(Dataset entries)
----
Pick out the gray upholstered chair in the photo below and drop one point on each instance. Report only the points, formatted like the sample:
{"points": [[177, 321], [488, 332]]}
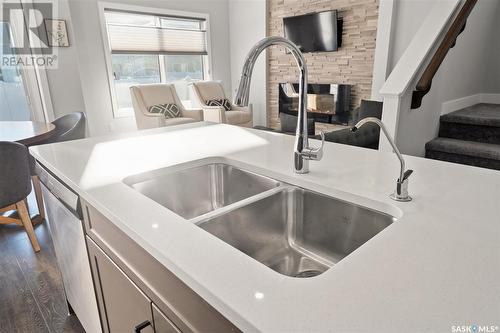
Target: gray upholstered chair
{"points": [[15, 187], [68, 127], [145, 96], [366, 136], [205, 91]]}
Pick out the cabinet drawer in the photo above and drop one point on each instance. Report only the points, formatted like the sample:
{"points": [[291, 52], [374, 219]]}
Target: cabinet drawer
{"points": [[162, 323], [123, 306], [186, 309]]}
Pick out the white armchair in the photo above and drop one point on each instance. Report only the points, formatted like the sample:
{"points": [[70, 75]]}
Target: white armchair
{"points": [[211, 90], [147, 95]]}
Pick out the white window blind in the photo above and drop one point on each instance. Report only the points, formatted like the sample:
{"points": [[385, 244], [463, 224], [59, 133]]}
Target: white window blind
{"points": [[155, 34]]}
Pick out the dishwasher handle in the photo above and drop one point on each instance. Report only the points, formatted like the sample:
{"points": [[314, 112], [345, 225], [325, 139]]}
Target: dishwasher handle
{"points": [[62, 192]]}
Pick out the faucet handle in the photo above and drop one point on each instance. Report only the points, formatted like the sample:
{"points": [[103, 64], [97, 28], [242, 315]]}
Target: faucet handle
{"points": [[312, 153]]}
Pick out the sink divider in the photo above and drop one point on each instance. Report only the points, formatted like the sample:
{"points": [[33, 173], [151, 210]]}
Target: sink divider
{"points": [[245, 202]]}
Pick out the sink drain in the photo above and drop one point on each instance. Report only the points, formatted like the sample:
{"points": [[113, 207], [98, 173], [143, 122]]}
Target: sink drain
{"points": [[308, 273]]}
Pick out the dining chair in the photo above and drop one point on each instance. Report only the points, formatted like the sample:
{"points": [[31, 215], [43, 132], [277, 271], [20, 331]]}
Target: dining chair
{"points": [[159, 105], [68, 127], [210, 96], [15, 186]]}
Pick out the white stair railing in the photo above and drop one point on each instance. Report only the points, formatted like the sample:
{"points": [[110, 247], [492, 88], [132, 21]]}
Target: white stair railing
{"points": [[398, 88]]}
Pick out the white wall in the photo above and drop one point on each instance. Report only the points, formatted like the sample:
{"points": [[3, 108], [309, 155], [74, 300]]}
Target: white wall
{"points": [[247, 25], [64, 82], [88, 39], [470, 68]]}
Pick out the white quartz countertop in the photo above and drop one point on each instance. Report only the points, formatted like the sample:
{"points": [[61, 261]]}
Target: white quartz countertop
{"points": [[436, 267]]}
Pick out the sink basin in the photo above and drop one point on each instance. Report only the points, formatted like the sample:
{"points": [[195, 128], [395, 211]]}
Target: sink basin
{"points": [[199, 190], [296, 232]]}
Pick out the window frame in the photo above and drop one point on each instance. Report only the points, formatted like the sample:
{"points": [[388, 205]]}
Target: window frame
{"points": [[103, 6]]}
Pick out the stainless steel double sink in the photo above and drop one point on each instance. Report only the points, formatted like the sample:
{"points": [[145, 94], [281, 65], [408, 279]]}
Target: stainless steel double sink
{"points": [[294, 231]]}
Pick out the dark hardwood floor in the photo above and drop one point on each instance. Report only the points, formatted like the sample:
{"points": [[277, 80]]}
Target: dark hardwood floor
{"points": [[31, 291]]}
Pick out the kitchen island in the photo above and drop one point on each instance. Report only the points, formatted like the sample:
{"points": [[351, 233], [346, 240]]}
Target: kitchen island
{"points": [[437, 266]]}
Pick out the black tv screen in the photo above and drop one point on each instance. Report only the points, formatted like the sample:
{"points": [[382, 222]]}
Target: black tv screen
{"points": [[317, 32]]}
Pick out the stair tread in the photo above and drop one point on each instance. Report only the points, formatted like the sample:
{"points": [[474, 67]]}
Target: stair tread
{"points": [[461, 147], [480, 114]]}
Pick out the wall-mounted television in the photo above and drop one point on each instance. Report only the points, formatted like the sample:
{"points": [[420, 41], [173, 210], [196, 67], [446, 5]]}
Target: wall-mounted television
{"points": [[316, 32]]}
----
→ **EXERCISE DIRECTIONS**:
Turn every line of the records above into a numbered list, skipping blank lines and leaving the pictures out.

→ **OUTPUT**:
1. Pick out the gray upholstered chair in the photo below and drop one point on each instance. Report only the points, formatted like the sample:
2. {"points": [[177, 321], [488, 332]]}
3. Target: gray upholstered chair
4. {"points": [[15, 187], [68, 127], [145, 96], [366, 136], [205, 91]]}
5. Pick out the cabinet drawer in the photo above and drop one point on each instance. Report only the points, formatted like the sample:
6. {"points": [[291, 52], [374, 219]]}
7. Target: cabinet drawer
8. {"points": [[162, 323], [123, 306], [186, 309]]}
9. Pick out the white armchair in the photo above and drop one point on each instance. Report only the points, formatted like the sample:
10. {"points": [[70, 75]]}
11. Target: white armchair
12. {"points": [[211, 90], [147, 95]]}
13. Pick out the white window blind in the photo above and drop one point on each instance. Report only the points, formatted like the sample:
14. {"points": [[385, 244], [463, 224], [59, 133]]}
15. Target: white window blind
16. {"points": [[155, 34]]}
17. Pick out the dishwasher handle in the photo above and drop one point on each instance. Report only the points, formatted like the sample:
18. {"points": [[314, 112], [345, 225], [325, 139]]}
19. Target: dishwasher handle
20. {"points": [[62, 192]]}
21. Pick out the faucet handle in the photo above and drop one point on each instance. Report only the points, formatted like the sample:
22. {"points": [[103, 64], [97, 28], [242, 315]]}
23. Target: faucet handle
24. {"points": [[312, 153]]}
25. Pick out the sink divider in the photo above and drop one point on each instance. Report only the points, formatted like the sample:
26. {"points": [[33, 173], [151, 210]]}
27. Target: sink divider
28. {"points": [[245, 202]]}
29. Pick out the sink drain in the photo above and drop one point on each instance. Report only the points, formatted like the sample:
30. {"points": [[113, 207], [98, 173], [143, 122]]}
31. Target: sink drain
32. {"points": [[308, 273]]}
33. Pick out the dining chair in the photo above and drop one point on each instance. Report only the points, formatted like the sample:
34. {"points": [[31, 215], [43, 132], [277, 271], [20, 331]]}
35. Target: dining chair
36. {"points": [[159, 105], [68, 127], [210, 96], [15, 186]]}
37. Pick out the white stair railing in the photo above and drop one point on each instance. Report only the points, formatted like the sample:
38. {"points": [[110, 247], [492, 88], [132, 21]]}
39. Target: white stair railing
40. {"points": [[398, 88]]}
41. Pick out the white wall in the photo above and drop one point on each instance. Report only the points, formatted like the sample:
42. {"points": [[3, 108], [309, 155], [74, 300]]}
43. Target: white wall
44. {"points": [[247, 25], [64, 82], [88, 39], [470, 68]]}
45. Pick out the white quartz countertop in the photo above and drop one point on each instance. Report only the points, formatted like the sample:
46. {"points": [[61, 261]]}
47. Target: white quartz countertop
48. {"points": [[436, 267]]}
49. Pick out the sink basin in the photo above and drop one point on each instance. Report only the points, formatted like the sample:
50. {"points": [[195, 128], [395, 211]]}
51. Target: sink basin
52. {"points": [[199, 190], [296, 232]]}
53. Pick out the window frame in the photo above and drop one point on each instance. Report only the points, formatted like the sample:
54. {"points": [[388, 205]]}
55. Target: window frame
56. {"points": [[103, 6]]}
57. Pick out the stainless steel double sink in the photo above and drop one point on each instance. Report only the points, formatted like the sample:
58. {"points": [[145, 94], [281, 65], [408, 279]]}
59. Target: stainless steel double sink
60. {"points": [[294, 231]]}
61. Pick out the dark hardwood floor in the photo above and drop one point on each instance. Report only the points, formatted like the sample:
62. {"points": [[277, 80]]}
63. Target: dark hardwood floor
64. {"points": [[31, 291]]}
65. Pick out the kitchen island in the photo above and drop one point on each instance. Report only the points, formatted like the sample:
66. {"points": [[351, 233], [346, 240]]}
67. Target: kitchen island
68. {"points": [[437, 266]]}
69. Pick out the black tv screen in the photo above and drop one point on each instance. Report only the points, formatted like the sample:
70. {"points": [[382, 222]]}
71. Target: black tv screen
72. {"points": [[317, 32]]}
73. Pick out the stair tread in the photo above and drop one point on each instance. Report only the points, formatted like the sample:
74. {"points": [[474, 67]]}
75. Target: stair tread
76. {"points": [[461, 147], [480, 114]]}
77. Pick out the wall-mounted television in the photo above and drop one point on each instance. Report only the points, formatted like the sample:
78. {"points": [[420, 41], [173, 210], [196, 67], [446, 5]]}
79. Target: wall-mounted television
80. {"points": [[316, 32]]}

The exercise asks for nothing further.